PROBLEM TO SOLVE. Please show, copied unchanged, each line of the data below that contains the word "shoreline".

AVAILABLE DATA.

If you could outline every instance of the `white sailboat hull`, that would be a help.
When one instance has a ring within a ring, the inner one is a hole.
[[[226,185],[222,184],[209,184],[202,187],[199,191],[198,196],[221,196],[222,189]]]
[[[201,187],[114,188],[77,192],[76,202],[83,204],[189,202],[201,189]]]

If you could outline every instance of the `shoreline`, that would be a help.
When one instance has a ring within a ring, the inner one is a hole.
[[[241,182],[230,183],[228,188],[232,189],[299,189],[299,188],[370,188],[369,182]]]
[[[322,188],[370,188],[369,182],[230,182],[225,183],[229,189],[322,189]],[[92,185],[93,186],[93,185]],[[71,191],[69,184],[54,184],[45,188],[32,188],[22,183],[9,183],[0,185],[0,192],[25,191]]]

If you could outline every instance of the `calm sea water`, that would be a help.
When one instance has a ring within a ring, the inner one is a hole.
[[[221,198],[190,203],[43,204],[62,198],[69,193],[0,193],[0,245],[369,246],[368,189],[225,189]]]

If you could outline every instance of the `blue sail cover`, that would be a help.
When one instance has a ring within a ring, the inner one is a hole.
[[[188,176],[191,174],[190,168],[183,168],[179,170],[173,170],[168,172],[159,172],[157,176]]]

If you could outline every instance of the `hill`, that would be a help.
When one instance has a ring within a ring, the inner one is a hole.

...

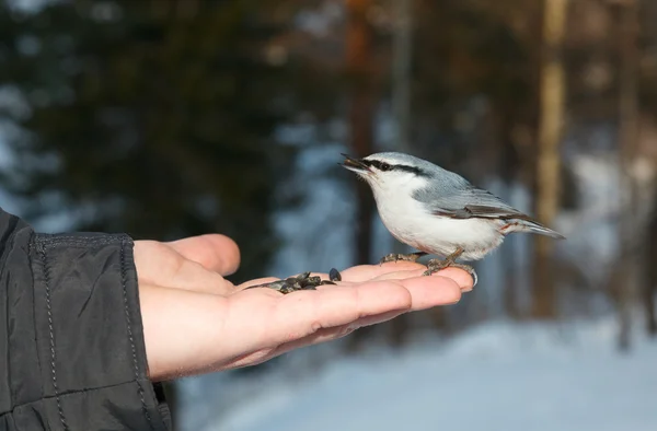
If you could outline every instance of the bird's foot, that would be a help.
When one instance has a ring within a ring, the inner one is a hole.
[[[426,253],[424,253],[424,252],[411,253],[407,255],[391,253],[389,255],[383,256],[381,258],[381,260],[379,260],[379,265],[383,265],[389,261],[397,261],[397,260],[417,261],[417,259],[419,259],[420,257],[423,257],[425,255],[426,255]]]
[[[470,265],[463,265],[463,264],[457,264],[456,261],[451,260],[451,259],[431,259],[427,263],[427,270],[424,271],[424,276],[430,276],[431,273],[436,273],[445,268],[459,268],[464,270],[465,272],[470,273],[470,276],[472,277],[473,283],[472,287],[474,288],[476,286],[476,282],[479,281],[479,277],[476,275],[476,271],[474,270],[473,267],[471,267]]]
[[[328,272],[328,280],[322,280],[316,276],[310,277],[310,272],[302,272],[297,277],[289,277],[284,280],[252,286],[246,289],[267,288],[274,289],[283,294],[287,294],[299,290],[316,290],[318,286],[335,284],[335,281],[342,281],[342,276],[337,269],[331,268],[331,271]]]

FULL ANSWER.
If you could outline every instance of the `shoreline`, that would be a help.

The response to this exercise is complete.